Problem description:
Reproduce the POC2 quality and reliability text from "Key Innovation: Complete" up to and including "Gates 1 & 4)".

POC2: Robust Quality & Reliability
POC2: Robust Quality & Reliability
Phase Goal: Prove AKEL produces high-quality outputs consistently at scale
Success Metric: <5% hallucination rate, all 4 quality gates operational
1. Overview
POC2 extends POC1 by implementing the full quality assurance framework (all 4 gates), adding evidence deduplication, and processing significantly more test articles to validate system reliability at scale.
Key Innovation: Complete quality validation pipeline catches all categories of errors
What We're Proving:
- All 4 quality gates work together effectively
- Evidence deduplication prevents artificial inflation
- System maintains quality at larger scale
- Quality metrics dashboard provides actionable insights
2. New Requirements
2.1 NFR11: Complete Quality Assurance Framework
Add Gates 2 & 3 (POC1 had only Gates 1 & 4)

Data extract:
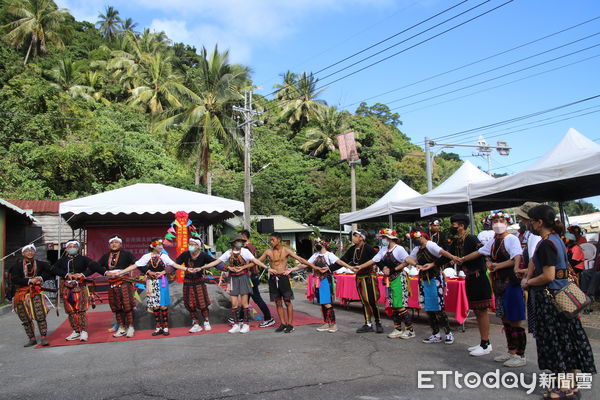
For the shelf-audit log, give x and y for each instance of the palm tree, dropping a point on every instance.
(109, 23)
(208, 115)
(157, 86)
(321, 137)
(129, 25)
(302, 108)
(36, 23)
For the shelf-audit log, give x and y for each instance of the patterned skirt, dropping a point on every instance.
(431, 293)
(562, 344)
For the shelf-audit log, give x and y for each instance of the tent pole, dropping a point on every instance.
(471, 217)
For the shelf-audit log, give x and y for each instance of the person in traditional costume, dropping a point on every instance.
(477, 281)
(504, 254)
(427, 255)
(120, 292)
(195, 293)
(326, 263)
(562, 344)
(154, 266)
(74, 268)
(238, 260)
(392, 259)
(25, 279)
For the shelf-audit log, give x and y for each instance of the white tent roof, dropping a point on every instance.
(151, 198)
(399, 192)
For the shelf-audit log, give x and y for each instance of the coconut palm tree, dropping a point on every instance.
(322, 134)
(109, 23)
(217, 86)
(157, 86)
(36, 22)
(304, 106)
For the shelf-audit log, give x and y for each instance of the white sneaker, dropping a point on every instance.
(503, 357)
(433, 339)
(73, 336)
(396, 334)
(516, 361)
(120, 332)
(408, 335)
(480, 351)
(130, 331)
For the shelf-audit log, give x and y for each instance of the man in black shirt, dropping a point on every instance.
(73, 268)
(120, 293)
(477, 283)
(25, 279)
(366, 280)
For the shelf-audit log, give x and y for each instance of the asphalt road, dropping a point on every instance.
(260, 365)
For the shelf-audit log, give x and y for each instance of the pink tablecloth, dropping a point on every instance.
(345, 290)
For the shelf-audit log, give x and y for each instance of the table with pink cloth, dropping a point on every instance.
(345, 290)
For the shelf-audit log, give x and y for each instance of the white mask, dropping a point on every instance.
(499, 228)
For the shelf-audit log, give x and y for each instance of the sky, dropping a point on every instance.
(273, 36)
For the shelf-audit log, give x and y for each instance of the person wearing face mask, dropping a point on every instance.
(195, 293)
(238, 260)
(154, 266)
(392, 258)
(120, 293)
(504, 253)
(73, 268)
(477, 283)
(562, 343)
(326, 262)
(26, 277)
(427, 256)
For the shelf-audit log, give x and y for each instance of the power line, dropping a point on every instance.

Exercise output:
Key Innovation: Complete quality validation pipeline catches all categories of errors
What We're Proving:
- All 4 quality gates work together effectively
- Evidence deduplication prevents artificial inflation
- System maintains quality at larger scale
- Quality metrics dashboard provides actionable insights
2. New Requirements
2.1 NFR11: Complete Quality Assurance Framework
Add Gates 2 & 3 (POC1 had only Gates 1 & 4)